영역 라벨링 기록
# # # # #
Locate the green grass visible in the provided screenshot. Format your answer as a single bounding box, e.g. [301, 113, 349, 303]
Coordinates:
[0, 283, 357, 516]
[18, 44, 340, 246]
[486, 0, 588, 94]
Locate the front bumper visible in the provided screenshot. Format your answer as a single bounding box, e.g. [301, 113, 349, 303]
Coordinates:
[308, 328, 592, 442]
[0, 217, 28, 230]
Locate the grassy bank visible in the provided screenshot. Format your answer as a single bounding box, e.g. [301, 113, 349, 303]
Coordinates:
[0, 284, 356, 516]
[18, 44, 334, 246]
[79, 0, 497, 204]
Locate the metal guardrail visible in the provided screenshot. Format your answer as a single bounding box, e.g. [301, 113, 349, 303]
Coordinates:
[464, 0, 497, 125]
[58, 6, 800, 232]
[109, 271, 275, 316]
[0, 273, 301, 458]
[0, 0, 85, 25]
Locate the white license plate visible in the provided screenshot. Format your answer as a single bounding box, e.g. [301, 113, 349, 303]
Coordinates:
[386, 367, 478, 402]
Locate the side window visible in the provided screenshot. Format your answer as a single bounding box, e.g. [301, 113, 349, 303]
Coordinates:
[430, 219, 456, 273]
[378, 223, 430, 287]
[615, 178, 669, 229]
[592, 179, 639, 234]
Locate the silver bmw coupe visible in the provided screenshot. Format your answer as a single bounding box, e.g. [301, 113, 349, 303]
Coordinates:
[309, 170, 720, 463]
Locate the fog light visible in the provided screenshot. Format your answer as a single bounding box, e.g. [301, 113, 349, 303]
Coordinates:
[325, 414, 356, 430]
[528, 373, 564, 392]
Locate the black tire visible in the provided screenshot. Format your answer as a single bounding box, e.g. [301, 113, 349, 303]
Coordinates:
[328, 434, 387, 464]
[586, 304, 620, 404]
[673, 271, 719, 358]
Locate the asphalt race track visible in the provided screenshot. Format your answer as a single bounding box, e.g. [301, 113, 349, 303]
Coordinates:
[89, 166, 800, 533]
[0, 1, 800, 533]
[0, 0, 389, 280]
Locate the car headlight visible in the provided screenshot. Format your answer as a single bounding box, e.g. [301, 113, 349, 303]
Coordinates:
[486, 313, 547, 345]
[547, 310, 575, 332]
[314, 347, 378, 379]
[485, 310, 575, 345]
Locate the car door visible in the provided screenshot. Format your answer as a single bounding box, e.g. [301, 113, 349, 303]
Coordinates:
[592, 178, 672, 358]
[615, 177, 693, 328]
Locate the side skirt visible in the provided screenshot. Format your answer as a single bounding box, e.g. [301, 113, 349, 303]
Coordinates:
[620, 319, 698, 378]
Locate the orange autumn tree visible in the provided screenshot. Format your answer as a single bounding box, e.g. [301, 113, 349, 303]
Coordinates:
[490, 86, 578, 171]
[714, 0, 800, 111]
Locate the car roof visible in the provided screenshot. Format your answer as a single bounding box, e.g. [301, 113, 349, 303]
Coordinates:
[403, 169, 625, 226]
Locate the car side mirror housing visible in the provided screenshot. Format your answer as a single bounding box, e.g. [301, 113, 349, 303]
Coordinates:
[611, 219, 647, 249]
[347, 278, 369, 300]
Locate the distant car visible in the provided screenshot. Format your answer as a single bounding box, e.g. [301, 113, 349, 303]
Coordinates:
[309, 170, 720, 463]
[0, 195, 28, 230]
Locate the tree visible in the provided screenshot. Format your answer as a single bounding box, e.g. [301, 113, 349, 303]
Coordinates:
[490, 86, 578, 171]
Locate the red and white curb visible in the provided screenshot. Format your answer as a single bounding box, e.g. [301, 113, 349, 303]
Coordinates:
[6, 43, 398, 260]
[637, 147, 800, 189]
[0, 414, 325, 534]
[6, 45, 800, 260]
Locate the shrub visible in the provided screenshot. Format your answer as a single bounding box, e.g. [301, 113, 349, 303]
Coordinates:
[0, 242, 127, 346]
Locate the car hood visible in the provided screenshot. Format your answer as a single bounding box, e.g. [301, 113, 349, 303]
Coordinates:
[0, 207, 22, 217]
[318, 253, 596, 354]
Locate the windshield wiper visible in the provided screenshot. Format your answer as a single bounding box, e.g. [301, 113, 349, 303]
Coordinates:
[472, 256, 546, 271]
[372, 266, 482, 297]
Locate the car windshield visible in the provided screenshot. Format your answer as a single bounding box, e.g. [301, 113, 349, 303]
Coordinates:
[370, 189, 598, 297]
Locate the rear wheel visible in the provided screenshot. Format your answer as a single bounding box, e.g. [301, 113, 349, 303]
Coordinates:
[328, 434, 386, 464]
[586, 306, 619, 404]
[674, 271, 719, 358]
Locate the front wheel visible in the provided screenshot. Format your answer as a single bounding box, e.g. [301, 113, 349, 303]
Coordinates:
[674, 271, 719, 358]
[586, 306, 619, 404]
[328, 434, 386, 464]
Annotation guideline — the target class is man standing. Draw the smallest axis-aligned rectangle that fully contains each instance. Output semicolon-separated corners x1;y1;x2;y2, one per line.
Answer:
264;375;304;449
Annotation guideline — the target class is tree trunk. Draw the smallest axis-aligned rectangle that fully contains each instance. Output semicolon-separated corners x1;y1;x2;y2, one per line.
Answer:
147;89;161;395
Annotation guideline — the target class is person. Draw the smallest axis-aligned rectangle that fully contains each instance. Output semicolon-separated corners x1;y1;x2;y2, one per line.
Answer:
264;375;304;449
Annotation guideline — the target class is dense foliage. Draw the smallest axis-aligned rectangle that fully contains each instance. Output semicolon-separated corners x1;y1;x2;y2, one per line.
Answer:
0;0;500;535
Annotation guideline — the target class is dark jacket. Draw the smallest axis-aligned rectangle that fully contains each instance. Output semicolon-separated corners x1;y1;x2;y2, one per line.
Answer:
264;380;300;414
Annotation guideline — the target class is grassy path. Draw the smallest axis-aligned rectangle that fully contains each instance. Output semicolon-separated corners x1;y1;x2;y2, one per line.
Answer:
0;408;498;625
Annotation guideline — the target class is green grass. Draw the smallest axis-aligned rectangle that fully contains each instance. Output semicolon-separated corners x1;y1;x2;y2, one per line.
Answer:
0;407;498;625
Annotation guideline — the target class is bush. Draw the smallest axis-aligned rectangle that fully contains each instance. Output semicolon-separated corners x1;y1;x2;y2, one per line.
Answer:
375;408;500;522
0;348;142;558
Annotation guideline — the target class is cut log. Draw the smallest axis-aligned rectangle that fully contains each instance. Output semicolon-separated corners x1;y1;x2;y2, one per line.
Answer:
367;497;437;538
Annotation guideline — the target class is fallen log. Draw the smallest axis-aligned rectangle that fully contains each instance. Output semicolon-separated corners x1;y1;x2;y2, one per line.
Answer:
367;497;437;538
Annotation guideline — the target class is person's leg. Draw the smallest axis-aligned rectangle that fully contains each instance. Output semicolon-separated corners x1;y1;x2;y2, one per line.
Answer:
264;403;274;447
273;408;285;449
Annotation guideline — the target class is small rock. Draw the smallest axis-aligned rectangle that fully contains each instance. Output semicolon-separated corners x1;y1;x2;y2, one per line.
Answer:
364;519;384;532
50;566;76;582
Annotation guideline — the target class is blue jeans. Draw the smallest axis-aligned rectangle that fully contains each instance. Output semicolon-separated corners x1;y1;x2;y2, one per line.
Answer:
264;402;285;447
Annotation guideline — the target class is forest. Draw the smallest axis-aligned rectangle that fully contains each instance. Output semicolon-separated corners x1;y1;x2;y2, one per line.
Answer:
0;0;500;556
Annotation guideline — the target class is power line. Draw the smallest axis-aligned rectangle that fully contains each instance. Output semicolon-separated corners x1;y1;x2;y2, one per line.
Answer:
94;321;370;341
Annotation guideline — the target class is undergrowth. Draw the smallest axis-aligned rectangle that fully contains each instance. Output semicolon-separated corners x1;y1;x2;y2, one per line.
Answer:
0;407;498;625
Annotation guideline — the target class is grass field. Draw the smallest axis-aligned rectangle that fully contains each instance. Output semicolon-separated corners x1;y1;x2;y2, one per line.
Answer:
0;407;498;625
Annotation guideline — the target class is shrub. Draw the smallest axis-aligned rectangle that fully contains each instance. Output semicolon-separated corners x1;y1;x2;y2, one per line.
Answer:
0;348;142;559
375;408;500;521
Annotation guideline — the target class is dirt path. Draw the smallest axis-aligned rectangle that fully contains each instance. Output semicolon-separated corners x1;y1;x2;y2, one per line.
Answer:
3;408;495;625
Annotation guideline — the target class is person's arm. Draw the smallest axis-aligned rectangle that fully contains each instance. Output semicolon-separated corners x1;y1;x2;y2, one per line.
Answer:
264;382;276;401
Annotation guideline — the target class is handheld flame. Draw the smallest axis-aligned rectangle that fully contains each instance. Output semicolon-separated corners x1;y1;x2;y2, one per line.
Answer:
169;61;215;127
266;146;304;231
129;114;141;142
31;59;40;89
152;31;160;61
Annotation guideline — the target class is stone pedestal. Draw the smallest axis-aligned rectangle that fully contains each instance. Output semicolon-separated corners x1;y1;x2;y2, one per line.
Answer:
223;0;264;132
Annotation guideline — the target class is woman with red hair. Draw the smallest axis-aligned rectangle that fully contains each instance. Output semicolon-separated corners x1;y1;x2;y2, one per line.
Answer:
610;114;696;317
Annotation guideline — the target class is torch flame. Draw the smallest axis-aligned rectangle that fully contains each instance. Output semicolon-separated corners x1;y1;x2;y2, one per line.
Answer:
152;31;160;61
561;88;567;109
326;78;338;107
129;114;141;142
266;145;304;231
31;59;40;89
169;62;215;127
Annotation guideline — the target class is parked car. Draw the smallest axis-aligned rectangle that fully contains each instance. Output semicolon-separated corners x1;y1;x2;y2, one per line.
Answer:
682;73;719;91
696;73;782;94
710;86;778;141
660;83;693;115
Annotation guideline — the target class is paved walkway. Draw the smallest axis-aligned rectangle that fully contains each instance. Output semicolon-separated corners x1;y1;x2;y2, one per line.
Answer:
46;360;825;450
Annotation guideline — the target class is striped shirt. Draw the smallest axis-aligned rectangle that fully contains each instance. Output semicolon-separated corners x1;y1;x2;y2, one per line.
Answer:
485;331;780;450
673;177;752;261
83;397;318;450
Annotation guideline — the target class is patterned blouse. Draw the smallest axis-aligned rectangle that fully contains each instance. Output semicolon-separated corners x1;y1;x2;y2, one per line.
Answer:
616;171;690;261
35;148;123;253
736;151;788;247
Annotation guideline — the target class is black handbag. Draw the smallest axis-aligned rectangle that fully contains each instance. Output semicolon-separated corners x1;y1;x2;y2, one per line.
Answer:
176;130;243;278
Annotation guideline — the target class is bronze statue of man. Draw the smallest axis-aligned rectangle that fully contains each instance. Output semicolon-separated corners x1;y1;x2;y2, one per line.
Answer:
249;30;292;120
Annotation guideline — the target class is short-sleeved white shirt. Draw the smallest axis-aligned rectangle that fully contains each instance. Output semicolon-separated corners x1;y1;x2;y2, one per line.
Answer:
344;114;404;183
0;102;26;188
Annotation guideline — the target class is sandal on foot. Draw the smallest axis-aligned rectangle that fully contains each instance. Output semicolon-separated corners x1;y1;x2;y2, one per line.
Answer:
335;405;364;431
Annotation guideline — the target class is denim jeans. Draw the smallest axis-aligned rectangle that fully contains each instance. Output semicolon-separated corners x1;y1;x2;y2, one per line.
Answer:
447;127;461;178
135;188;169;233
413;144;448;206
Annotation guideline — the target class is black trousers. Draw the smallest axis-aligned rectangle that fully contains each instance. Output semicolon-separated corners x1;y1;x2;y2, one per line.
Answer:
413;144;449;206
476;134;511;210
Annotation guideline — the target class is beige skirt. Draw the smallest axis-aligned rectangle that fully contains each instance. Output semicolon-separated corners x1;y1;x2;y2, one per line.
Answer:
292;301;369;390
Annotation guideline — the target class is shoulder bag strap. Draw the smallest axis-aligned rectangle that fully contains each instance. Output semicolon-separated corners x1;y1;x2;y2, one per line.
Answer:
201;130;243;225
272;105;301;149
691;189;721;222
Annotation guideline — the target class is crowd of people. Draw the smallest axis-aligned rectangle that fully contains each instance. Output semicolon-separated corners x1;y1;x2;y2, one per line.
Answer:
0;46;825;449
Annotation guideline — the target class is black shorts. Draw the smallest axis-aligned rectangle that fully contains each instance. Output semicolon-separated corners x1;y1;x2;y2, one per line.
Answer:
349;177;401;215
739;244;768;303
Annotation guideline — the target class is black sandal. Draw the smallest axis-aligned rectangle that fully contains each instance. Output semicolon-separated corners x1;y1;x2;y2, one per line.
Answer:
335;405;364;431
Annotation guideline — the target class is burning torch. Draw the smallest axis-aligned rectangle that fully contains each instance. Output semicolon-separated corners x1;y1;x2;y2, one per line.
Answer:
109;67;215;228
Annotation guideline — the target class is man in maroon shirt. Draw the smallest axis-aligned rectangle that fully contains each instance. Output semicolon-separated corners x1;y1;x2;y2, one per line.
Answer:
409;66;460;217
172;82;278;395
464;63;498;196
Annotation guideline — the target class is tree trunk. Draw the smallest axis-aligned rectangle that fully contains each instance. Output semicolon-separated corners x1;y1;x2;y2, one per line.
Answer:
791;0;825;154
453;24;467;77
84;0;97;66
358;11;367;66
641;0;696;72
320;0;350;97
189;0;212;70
# # # # #
위 기록에서 "Annotation guideline — the target class is man in"이 들어 있는 줄부터 기록의 마지막 줄까지, 양 끝 줄을 포함해 빈 줄은 빼고 번호 목록으로 제시하세요.

1. Annotation guideline — the target class is man in maroon shirt. Draw the smallest axis-aligned rectangle that fully contains each instance. Output semicolon-separated corners x1;y1;x2;y2, one per line.
2. Answer:
3. 409;66;460;217
4. 172;82;278;395
5. 464;63;498;196
6. Annotation guideline — the target class is tree trunk. Draw the smallest axis-aligned rectangle that fully contains each instance. Output semicolon-separated corners x1;y1;x2;y2, one per line.
7. Answer:
8. 791;0;825;154
9. 453;24;467;77
10. 84;0;97;66
11. 358;11;367;66
12. 641;0;696;72
13. 320;0;350;97
14. 189;0;212;70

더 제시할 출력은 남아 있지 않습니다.